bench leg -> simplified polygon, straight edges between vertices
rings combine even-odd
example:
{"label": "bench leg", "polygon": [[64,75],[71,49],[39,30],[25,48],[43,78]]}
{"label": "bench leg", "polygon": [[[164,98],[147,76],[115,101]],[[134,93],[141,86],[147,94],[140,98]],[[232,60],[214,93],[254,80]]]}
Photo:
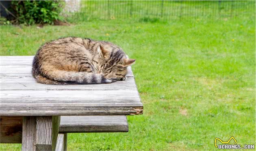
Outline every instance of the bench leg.
{"label": "bench leg", "polygon": [[64,151],[67,150],[67,134],[64,134]]}
{"label": "bench leg", "polygon": [[67,133],[60,133],[58,135],[55,151],[67,151]]}
{"label": "bench leg", "polygon": [[60,117],[24,117],[22,151],[55,151]]}

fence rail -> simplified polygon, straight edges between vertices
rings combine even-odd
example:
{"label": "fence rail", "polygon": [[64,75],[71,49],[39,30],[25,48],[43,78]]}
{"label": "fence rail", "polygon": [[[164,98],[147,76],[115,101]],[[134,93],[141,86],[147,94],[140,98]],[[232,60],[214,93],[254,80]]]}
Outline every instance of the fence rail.
{"label": "fence rail", "polygon": [[255,17],[255,1],[82,1],[79,14],[78,17],[101,19]]}

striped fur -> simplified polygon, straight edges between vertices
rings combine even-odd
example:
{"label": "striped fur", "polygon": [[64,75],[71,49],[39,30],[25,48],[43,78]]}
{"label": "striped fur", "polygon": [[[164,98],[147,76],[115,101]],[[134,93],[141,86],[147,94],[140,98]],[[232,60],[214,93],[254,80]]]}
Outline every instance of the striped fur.
{"label": "striped fur", "polygon": [[46,84],[108,83],[124,80],[127,67],[135,61],[109,42],[65,37],[39,49],[32,74],[37,81]]}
=======
# STATED GOAL:
Reproduce every row above, the requests included, adding -98 to each vertex coordinate in the answer polygons while leaving the requests and their sample polygons unchanged. Omit the pictures from your reproduction.

# FINISHED ANSWER:
bench leg -> simplified polygon, straight edges between vertices
rings combine even-odd
example:
{"label": "bench leg", "polygon": [[64,75],[71,49],[39,30],[25,48],[43,78]]}
{"label": "bench leg", "polygon": [[[164,98],[147,76],[115,101]],[[134,93],[141,86],[147,94],[140,98]],[[232,60],[214,93],[254,80]]]}
Photo:
Outline every instance of the bench leg.
{"label": "bench leg", "polygon": [[-34,53],[-31,52],[-31,36],[-34,36]]}
{"label": "bench leg", "polygon": [[-31,35],[-38,35],[-40,37],[-43,53],[-31,53]]}
{"label": "bench leg", "polygon": [[-38,19],[-74,19],[-76,53],[-43,53]]}

fence rail -> simplified polygon, straight edges between vertices
rings combine even-odd
example:
{"label": "fence rail", "polygon": [[64,75],[71,49],[39,30],[25,48],[43,78]]}
{"label": "fence rail", "polygon": [[[164,98],[147,76],[115,101]],[[134,93],[141,86],[147,94],[140,98]],[[232,60],[214,93],[254,80]]]}
Outline every instance of the fence rail.
{"label": "fence rail", "polygon": [[157,-81],[157,-97],[-16,-97],[-19,-84],[-20,-81],[3,-79]]}

striped fur -> simplified polygon, straight edges between vertices
rings combine even-odd
example:
{"label": "striped fur", "polygon": [[64,75],[71,49],[39,30],[25,48],[43,78]]}
{"label": "striped fur", "polygon": [[[164,98],[147,76],[115,101]],[[134,93],[141,86],[147,94],[140,98]],[[232,60],[214,93],[254,80]]]}
Outline every instance of the striped fur.
{"label": "striped fur", "polygon": [[-52,-14],[10,-15],[26,-18],[29,-31],[37,-37],[11,-56],[-33,-61],[-59,-49],[-66,-24],[-61,-17]]}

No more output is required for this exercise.